The Republican and Democratic are the two major parties in the U.S. these days. We take a look at what the interest words of presidents from these two parties and get some inspiration on the topics these two parties concentrate on.
Interest Words among two major parties:
# Interest Words of Presidents from the Republican Party
sel.repub<-filter(inau_infor,Party=="Republican")$President.order
doc.repub<-paste("inaug",sel.repub,".txt",sep="")
ff.dtm.repub<-filter(ff.dtm.all,document%in%doc.repub)
dtm.repub=summarise(group_by(ff.dtm.repub,term),sum(count))
wordcloud(dtm.repub$term, dtm.repub$`sum(count)`,
scale=c(3,0.2),
max.words=100,
min.freq=1,
random.order=FALSE,
rot.per=0.3,
use.r.layout=T,
random.color=FALSE,
colors=brewer.pal(9, "Accent"))
# Interest Words of Presidents from the Democratic Party
sel.demo<-filter(inau_infor,Party=="Democratic")$President.order
doc.demo<-paste("inaug",sel.demo,".txt",sep="")
ff.dtm.demo<-filter(ff.dtm.all,document%in%doc.demo)
dtm.demo=summarise(group_by(ff.dtm.demo,term),sum(count))
wordcloud(dtm.demo$term, dtm.demo$`sum(count)`,
scale=c(3,0.2),
max.words=100,
min.freq=1,
random.order=FALSE,
rot.per=0.3,
use.r.layout=T,
random.color=FALSE,
colors=brewer.pal(9, "Accent"))
111
From the two wordclod plots, we notice that the Republicans speak only certain words much more frequently than the others: “America”, “Business”, “Freedom”, “Law(s)”, “Enforcement”, and “Congress”.
The Democrats use more words with higher frequency: “Democracy”, “Union”, “America”, “Federal”, “Today”, “Millions”, and so on. It seems that the Democrats have more “most interest” words than the Republicans.

§ **Problem set**
1. Using the passage on presidents' interest words, say whether each statement agrees with it, answering yes or no and quoting the deciding words: (a) both word clouds show at most 100 words; (b) the Republican and Democratic clouds use different color palettes; (c) "Business" is among the words the Republicans speak most frequently.
2. Carry the passage on presidents' interest words forward from its last sentence.
The material after this point has no role in any of the tasks.

§ **Data excerpts**
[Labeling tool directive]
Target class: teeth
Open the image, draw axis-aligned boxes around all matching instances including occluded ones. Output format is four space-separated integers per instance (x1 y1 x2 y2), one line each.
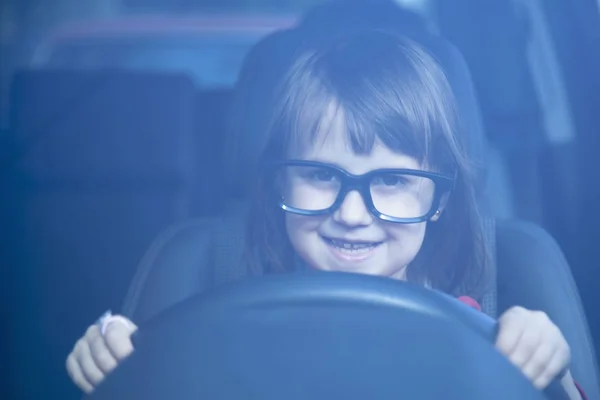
328 239 378 253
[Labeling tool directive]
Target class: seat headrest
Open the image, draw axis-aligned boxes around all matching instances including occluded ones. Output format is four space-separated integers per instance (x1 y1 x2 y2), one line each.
11 70 197 181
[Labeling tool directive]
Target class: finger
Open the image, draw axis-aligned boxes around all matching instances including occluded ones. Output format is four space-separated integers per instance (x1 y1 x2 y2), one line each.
75 339 104 386
533 347 571 389
67 353 94 394
104 317 137 360
496 310 525 357
521 344 559 382
508 329 542 369
90 330 117 375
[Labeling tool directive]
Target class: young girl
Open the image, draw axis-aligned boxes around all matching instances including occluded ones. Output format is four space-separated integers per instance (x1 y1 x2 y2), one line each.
67 30 582 399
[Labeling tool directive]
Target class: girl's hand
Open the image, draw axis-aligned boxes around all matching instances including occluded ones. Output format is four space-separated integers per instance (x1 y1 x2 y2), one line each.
67 316 137 393
496 307 574 390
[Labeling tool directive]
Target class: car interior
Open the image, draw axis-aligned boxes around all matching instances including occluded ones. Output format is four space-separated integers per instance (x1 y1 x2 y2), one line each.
0 0 600 399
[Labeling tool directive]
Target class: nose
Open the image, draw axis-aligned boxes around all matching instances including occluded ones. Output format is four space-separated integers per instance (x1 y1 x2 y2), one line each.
333 190 373 227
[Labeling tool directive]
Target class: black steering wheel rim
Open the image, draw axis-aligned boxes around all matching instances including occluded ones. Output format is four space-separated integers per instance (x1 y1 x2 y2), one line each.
91 272 568 400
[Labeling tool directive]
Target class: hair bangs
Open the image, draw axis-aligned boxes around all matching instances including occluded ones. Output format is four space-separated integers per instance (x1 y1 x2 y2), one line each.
268 32 458 172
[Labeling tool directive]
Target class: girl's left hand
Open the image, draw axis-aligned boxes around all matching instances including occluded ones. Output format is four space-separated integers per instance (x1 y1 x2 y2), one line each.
496 307 571 390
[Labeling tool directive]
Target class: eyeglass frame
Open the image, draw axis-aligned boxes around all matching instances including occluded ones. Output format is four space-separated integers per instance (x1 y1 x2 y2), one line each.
265 159 454 224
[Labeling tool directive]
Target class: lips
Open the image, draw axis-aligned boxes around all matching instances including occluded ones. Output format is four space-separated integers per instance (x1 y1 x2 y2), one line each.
322 236 383 261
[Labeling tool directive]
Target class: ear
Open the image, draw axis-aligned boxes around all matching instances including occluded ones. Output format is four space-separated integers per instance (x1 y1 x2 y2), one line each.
429 193 450 222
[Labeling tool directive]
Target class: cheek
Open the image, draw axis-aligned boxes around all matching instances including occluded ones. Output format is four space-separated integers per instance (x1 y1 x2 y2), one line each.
285 213 322 252
386 222 427 255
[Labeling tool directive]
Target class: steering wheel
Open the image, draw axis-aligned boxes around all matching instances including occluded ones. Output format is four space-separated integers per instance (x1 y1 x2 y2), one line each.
88 272 568 400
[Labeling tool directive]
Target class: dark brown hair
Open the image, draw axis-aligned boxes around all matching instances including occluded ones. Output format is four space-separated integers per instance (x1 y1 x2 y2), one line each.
246 30 490 297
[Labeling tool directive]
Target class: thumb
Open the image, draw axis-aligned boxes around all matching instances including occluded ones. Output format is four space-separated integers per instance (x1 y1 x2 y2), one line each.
100 315 138 360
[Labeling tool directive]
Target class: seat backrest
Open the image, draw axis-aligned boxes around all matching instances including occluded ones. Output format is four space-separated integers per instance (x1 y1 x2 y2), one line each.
496 220 600 399
0 71 206 397
120 4 597 396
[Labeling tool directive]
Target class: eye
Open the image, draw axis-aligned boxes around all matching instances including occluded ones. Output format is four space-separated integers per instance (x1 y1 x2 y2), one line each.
373 174 408 186
308 169 335 182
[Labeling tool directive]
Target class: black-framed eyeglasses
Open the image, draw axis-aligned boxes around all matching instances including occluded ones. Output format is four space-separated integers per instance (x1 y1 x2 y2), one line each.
268 160 453 224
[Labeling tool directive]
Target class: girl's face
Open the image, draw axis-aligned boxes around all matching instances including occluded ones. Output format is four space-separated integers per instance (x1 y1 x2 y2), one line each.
285 105 434 279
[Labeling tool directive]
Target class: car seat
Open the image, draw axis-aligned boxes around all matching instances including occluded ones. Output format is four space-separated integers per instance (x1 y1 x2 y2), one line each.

§ **Responses by task**
1.
(a) Yes: "max.words=100," appears in both the Republican and Democratic code.
(b) No: both use "colors=brewer.pal(9, "Accent"))".
(c) Yes: "the Republicans speak only certain words much more frequently than the others: “America”, “Business”, “Freedom”, “Law(s)”, “Enforcement”, and “Congress”."

2.
Analysis of Interest words of Trump(58)’s vs. other contemporary presidents:
# Interest Words of Presidents from 1981 except Trump
sel.latest<-filter(inau_infor,Year>=1981&Year<2017)$President.order
doc.latest<-paste("inaug",sel.latest,".txt",sep="")
ff.dtm.latest<-filter(ff.dtm.all,document%in%doc.latest)
dtm.latest=summarise(group_by(ff.dtm.latest,term),sum(count))
wordcloud(dtm.latest$term, dtm.latest$`sum(count)`,
scale=c(3,0.2),
max.words=100,
min.freq=1,
random.order=FALSE,
rot.per=0.3,
use.r.layout=T,
random.color=FALSE,
colors=brewer.pal(9, "Set1"))
# Interest Words of Trump
doc.trump<-paste("inaug",inau_infor$President.order[58],".txt",sep="")
ff.dtm.trump<-filter(ff.dtm.all,document==doc.trump)
dtm.trump=summarise(group_by(ff.dtm.trump,term),sum(count))
wordcloud(dtm.trump$term, dtm.trump$`sum(count)`,
scale=c(3,0.2),
max.words=100,
min.freq=1,
random.order=FALSE,
rot.per=0.3,
use.r.layout=T,
random.color=FALSE,
colors=brewer.pal(9, "Set1"))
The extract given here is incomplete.